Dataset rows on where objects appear
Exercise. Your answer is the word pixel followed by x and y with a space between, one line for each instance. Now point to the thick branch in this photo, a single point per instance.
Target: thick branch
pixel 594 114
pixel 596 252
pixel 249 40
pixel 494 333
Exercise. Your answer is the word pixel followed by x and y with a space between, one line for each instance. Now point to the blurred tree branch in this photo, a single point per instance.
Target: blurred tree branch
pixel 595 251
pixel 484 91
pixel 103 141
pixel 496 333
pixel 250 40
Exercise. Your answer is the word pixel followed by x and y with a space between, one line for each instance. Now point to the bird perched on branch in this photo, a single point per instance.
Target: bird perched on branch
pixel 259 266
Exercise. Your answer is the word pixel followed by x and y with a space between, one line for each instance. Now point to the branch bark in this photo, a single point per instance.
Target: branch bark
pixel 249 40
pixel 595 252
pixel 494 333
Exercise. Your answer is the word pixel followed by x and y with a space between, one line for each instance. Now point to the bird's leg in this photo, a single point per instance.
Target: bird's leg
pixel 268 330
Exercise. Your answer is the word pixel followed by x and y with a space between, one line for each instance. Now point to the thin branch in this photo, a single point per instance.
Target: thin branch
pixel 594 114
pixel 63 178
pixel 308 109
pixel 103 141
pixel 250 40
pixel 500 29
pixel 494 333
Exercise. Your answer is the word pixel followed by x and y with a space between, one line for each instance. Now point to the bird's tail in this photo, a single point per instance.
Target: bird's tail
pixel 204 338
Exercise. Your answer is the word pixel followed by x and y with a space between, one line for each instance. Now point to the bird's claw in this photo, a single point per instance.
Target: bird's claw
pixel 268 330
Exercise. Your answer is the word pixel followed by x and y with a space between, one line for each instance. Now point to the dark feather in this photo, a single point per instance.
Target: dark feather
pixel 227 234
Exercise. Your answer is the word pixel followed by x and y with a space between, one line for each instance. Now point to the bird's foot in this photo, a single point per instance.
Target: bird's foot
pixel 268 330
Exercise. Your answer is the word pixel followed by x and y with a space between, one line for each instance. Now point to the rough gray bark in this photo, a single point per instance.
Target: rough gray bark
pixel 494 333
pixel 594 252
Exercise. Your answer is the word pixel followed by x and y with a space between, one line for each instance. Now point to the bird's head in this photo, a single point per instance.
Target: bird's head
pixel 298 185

**GIVEN PROBLEM**
Extract the data exactly as given.

**RESPONSE TO THIS TASK**
Exercise. Your answer is the word pixel followed by x and y with a space between, one line for each instance. Now point to the thick branch in this photo, a single point per instance.
Target: thick branch
pixel 594 114
pixel 596 252
pixel 249 40
pixel 494 333
Exercise. Your answer is the word pixel followed by x and y with a space between, one line for each instance. Now point to the blurred tree branch in this photo, a single point per instance.
Target: blurred tree branch
pixel 595 251
pixel 484 91
pixel 103 141
pixel 496 333
pixel 250 40
Exercise. Your answer is the word pixel followed by x and y with a space between, one line for each instance. Now point to the bird perched on branch in this photo, a single point per instance.
Target: bird perched on branch
pixel 259 266
Exercise. Your answer is the word pixel followed by x and y with a space between, one line for each instance. Now point to the branch bark in this photo, a single point per instance.
Target: branch bark
pixel 249 40
pixel 595 252
pixel 494 333
Exercise. Your answer is the word pixel followed by x and y with a space between, one line for each instance. Now point to the bird's leg in this photo, a single point per instance.
Target: bird's leg
pixel 268 330
Exercise. Your answer is the word pixel followed by x and y with a space between, one line for each instance. Now point to the thin branch in this photo, a single point per instance.
Target: thin branch
pixel 594 114
pixel 63 178
pixel 308 109
pixel 103 141
pixel 250 40
pixel 500 29
pixel 494 333
Exercise. Your answer is the word pixel followed by x and y with a space between, one line for each instance. Now point to the bird's tail in this photo, a single point per instance.
Target: bird's tail
pixel 204 338
Exercise. Your answer is the word pixel followed by x and y with a space between, one line for each instance. Now point to the bird's claw in this photo, a single point per instance.
Target: bird's claw
pixel 268 330
Exercise. Your answer is the word pixel followed by x and y with a space between, one line for each instance. Now point to the dark feather in this photo, a single point per instance.
Target: dark feather
pixel 227 234
Exercise. Your answer is the word pixel followed by x and y with a space between, one line for each instance. Now point to the bird's foot in this photo, a single point per instance.
Target: bird's foot
pixel 268 330
Exercise. Your answer is the word pixel followed by x and y with a space between, one line for each instance. Now point to the rough gray bark in this photo, a single point per instance.
Target: rough gray bark
pixel 494 333
pixel 594 252
Exercise. Your answer is the word pixel followed by x and y with a space between, one line for each instance. Now point to the bird's head in this photo, a single point per instance.
Target: bird's head
pixel 298 185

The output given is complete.